» Problem
From the line containing "Pin the carport, one" through the end of the material, write out every line again, requests included, multiplying each coordinate in the answers by 2.45 and rounding to the nearest whole number, with halves rounded up.

** begin **

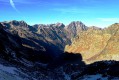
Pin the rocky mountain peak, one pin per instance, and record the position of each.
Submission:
(75, 27)
(19, 23)
(94, 28)
(60, 25)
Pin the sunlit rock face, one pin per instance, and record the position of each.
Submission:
(75, 27)
(97, 44)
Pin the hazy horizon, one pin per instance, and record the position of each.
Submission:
(100, 13)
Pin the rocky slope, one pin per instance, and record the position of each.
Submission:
(40, 37)
(36, 52)
(97, 44)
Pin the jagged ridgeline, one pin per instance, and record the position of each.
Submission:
(57, 52)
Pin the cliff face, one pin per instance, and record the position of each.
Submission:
(97, 44)
(40, 37)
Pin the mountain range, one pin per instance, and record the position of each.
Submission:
(58, 52)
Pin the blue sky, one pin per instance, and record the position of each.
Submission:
(101, 13)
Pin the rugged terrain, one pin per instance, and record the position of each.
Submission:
(37, 52)
(97, 44)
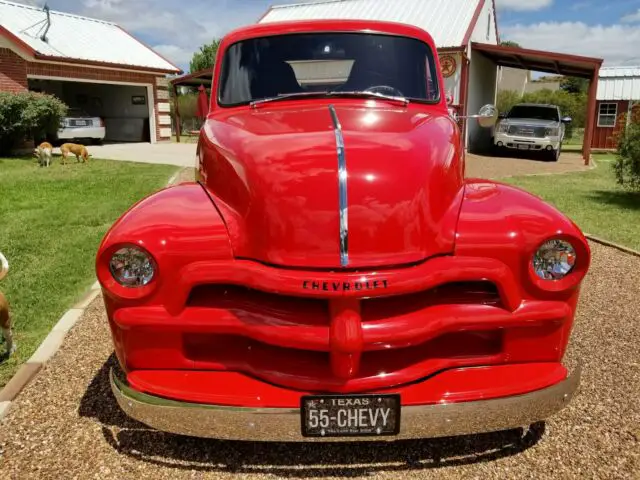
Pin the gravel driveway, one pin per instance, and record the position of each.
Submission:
(503, 166)
(66, 424)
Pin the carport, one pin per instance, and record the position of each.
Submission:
(550, 62)
(202, 77)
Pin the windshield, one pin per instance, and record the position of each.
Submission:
(534, 112)
(268, 67)
(76, 112)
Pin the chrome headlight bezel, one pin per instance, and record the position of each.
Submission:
(554, 260)
(132, 267)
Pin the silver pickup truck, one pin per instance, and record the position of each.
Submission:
(532, 127)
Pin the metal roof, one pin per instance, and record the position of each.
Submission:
(446, 20)
(78, 38)
(619, 83)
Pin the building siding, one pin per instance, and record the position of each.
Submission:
(101, 75)
(13, 72)
(605, 137)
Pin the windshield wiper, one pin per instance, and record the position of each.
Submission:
(354, 93)
(360, 93)
(286, 96)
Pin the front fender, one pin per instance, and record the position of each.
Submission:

** end **

» Written solution
Pin the carport, one pin per instance, and record the position of each.
Submission:
(1348, 152)
(495, 189)
Pin the windshield, one pin per instance, and record the position of each.
Submission:
(1308, 274)
(657, 164)
(186, 274)
Pin the chrome headlight bezel, one pin per instance, and record the position of each.
Submission:
(1357, 637)
(323, 654)
Pin the silver pickup truck, one pin per instance, and record the position of each.
Submission:
(1303, 311)
Pin the metal roof, one pin per instance, and record the position of each.
Submission:
(1093, 49)
(191, 93)
(1517, 203)
Pin the building siding, one pin per instance, and record the position of each.
Submission:
(247, 184)
(32, 176)
(1482, 336)
Pin the windshield wiper, one pin per instance, and record the position of each.
Submission:
(867, 228)
(882, 228)
(701, 235)
Pin the front fender, one pin per instance, and record the position of each.
Submission:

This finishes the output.